#### 課題
[a] 訃報へのコメントについて、次の問いに答えてください。
(i) DEBDYLANは訃報を何で知りましたか。
(ii) Mudslideslimのコメントはいつ投稿されましたか。
(iii) ouichiはジャケットにどのような印象を持ちましたか。
[b] 訃報へのコメントの続きを、最後のコメントの後から書き継いでください。

職場に以前いた先輩が大好きで、よくCD聴かされました。
その先輩から借りてばっかいたんで、自分では1枚も音源持っていません。

僕はこの訃報、昨日タワレコへ行った時に何気なく目にしたPOPで知りました。
最近、ダンは聴いてなかったんですが、いろいろ思い出してショックを受けました。

心より、故人のご冥福をお祈りします。
by DEBDYLAN (2007-12-24 07:43) 

Mudslideslim

さびしいですなぁ・・・。R.I.P.
by Mudslideslim (2007-12-24 09:44) 

ouichi

遼さん、こんばんは。
懐かしき恋人の歌、素敵な歌詞ですね。
とても胸に響きました。
これまた知らないアーティストでした。
2枚組聴きごたえありそうですね。チェックしてみます。
ジャケは清らかだけど少し怖い感じですね。
by ouichi (2007-12-24 14:25)

#### 提供データ
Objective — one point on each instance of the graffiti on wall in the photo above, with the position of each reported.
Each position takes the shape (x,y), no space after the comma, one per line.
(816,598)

#### 解答
[a]
(i) タワレコへ行った時に何気なく目にしたPOPで知りました。
(ii) 2007年12月24日の9時44分です。
(iii) 清らかだけど少し怖い感じだという印象です。

[b]
バックストリート

はじめまして。毎日拝読させてもらっております。
まだ若かった頃、職場の同僚にダン・フォーゲルバーグのマニアックなファンがいました。彼はディランやスプリングスティーン、ジャクソンブラウンやイーグルスもお気に入りだったのですが、ことさらダンに関しては別格扱いでした。その後、彼は公立高校の理科の教師の職を得て、今では音信不通です。
私といえば、「ホームフリー」、「アメリカの思い出」、「囚われの天使」、「ネザーランド」をアナログで所有しており、その内「ホームフリー」(輸入盤)は最初からキズ盤とだったので、今回の紙ジャケットCD化で思いきって買い直しました。多の作品も生産中止になる前に買っといた方が良いのかなと思っています。
by バックストリート (2007-12-24 19:28) 

parlophone

DEBDYLANさん、どうもです。

>昨日タワレコへ行った時に何気なく目にしたPOPで知りました

そうですか~。
ファンの店員さんがいたんでしょうね。
ぼくの行きつけのタワレコではまったく目にしませんでした。

ほんとうに残念ですね。
きょうもかれの作品を聴いて追悼したいと思います。
by parlophone (2007-12-24 20:26) 

parlophone

Mudslideslimさん、どうもです。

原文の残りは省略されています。